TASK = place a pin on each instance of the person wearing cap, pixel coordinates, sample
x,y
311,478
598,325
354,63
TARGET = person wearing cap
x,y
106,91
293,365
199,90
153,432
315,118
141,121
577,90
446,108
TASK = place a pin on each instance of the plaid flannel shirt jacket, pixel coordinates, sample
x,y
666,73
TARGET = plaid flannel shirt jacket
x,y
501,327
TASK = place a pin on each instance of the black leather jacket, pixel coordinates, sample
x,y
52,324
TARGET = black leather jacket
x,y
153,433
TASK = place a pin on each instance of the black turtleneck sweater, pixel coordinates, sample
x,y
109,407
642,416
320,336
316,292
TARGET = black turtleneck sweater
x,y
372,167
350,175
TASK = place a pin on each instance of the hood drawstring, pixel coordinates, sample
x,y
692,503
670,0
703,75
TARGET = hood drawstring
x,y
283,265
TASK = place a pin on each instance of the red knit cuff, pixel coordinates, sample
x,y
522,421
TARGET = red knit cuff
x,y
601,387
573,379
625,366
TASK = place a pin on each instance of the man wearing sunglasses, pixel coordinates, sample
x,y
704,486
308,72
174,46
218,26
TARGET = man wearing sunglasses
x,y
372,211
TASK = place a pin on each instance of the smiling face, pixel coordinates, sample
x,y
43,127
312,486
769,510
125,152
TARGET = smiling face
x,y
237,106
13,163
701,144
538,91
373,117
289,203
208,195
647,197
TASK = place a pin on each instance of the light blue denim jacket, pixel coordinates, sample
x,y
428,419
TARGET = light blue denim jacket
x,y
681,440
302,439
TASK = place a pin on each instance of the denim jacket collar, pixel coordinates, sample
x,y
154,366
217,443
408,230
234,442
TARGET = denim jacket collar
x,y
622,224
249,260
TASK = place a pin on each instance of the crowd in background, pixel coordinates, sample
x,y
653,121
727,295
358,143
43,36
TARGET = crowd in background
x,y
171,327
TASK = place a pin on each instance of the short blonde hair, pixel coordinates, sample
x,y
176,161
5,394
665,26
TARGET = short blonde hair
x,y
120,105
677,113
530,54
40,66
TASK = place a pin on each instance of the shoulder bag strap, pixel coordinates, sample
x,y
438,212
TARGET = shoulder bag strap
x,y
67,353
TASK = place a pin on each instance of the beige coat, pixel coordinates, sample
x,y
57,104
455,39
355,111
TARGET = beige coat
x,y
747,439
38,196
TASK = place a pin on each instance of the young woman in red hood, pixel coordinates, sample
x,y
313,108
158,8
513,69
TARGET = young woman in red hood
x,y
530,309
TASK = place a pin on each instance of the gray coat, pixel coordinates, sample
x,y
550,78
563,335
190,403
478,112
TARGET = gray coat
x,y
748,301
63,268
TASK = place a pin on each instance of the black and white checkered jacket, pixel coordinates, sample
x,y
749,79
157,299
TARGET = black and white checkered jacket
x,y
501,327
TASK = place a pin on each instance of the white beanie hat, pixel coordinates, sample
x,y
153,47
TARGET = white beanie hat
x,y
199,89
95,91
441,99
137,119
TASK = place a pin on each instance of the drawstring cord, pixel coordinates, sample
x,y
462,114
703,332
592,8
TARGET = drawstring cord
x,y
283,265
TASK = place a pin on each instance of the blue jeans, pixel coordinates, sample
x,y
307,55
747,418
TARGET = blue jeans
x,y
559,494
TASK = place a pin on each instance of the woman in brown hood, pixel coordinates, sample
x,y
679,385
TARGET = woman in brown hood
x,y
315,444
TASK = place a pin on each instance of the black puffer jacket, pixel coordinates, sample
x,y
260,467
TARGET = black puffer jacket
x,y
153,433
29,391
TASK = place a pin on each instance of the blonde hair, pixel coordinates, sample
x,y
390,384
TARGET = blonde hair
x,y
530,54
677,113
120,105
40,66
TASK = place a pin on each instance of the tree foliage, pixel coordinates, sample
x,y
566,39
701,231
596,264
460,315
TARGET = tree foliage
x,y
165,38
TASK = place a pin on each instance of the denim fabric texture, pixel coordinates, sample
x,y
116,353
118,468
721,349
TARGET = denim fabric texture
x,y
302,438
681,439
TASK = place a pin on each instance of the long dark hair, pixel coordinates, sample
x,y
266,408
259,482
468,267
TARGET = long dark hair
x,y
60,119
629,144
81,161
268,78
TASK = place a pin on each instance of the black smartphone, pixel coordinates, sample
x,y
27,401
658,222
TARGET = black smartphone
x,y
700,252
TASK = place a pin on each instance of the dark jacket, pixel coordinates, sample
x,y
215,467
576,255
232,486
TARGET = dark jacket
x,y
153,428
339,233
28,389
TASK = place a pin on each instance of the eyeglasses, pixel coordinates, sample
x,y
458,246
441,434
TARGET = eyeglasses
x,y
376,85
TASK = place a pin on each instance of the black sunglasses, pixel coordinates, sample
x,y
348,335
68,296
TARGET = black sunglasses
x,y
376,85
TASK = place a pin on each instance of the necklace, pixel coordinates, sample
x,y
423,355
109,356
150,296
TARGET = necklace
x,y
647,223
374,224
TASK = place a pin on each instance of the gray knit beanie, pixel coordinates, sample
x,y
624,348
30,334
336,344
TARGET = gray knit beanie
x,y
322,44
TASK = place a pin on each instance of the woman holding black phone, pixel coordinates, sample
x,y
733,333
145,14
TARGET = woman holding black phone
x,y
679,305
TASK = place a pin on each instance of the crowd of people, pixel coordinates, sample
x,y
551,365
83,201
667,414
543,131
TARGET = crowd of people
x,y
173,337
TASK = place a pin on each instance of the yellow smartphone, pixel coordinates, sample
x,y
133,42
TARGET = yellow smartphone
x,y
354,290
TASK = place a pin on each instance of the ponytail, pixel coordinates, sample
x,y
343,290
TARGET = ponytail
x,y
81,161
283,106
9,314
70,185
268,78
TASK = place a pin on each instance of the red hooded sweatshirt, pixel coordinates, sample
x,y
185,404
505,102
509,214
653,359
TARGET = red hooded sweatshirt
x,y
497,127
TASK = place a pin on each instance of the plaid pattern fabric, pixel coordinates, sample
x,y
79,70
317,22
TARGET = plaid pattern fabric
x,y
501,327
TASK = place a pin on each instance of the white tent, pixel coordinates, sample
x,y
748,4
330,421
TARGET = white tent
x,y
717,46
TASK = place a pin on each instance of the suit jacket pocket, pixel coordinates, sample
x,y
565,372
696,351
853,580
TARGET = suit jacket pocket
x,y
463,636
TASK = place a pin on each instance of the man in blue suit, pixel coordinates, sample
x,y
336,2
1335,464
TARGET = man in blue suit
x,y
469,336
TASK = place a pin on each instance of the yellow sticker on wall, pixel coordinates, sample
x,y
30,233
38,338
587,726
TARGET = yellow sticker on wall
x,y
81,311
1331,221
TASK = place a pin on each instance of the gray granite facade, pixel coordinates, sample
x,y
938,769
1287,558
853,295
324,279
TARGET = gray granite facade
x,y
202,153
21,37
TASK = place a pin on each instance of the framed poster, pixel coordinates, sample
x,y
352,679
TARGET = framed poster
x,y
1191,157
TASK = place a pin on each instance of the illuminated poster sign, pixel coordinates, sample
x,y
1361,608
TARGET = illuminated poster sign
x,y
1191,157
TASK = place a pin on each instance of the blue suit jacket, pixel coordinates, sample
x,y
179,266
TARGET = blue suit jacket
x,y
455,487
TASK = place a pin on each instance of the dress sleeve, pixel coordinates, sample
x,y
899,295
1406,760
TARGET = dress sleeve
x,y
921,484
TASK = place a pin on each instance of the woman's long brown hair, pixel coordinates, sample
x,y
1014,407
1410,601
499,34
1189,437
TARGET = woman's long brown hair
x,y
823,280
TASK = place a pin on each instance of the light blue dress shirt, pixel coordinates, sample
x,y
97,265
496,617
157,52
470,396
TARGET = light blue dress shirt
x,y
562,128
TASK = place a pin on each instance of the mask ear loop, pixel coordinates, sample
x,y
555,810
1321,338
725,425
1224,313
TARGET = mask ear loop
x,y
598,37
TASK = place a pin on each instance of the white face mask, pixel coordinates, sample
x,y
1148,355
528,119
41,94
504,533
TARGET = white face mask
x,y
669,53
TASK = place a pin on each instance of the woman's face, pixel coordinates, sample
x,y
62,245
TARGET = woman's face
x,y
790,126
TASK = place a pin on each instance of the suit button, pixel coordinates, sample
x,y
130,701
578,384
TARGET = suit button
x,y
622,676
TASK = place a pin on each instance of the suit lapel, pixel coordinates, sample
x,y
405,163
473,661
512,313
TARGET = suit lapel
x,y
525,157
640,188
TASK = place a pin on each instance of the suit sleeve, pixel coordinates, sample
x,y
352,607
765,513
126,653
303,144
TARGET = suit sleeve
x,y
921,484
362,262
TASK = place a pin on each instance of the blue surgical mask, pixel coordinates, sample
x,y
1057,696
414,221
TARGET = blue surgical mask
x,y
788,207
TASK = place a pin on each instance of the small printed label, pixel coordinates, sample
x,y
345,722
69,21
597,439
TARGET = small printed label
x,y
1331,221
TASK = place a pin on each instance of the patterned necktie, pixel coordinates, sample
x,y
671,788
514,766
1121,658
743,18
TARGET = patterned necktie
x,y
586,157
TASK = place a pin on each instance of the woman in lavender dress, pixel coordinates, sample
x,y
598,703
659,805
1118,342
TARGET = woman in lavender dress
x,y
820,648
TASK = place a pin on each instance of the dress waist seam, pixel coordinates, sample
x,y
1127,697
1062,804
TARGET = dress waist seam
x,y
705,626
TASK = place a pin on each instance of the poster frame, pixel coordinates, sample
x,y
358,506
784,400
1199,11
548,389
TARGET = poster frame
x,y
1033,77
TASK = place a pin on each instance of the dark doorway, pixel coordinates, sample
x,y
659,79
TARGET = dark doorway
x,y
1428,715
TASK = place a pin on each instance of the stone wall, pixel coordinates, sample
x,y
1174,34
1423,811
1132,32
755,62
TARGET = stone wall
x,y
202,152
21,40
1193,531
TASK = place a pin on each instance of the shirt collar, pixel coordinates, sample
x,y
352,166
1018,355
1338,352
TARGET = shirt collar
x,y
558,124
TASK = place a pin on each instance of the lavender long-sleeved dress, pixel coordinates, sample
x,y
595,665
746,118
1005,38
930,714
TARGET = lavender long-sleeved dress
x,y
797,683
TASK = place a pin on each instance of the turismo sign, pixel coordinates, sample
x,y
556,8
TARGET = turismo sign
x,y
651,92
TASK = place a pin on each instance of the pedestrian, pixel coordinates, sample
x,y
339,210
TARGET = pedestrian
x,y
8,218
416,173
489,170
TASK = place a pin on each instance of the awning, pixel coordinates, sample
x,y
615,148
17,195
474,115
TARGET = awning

_PROBLEM DETAILS_
Only one number is expected: the count of lines above that contain the string "awning".

_OUTPUT OF THE EXERCISE_
2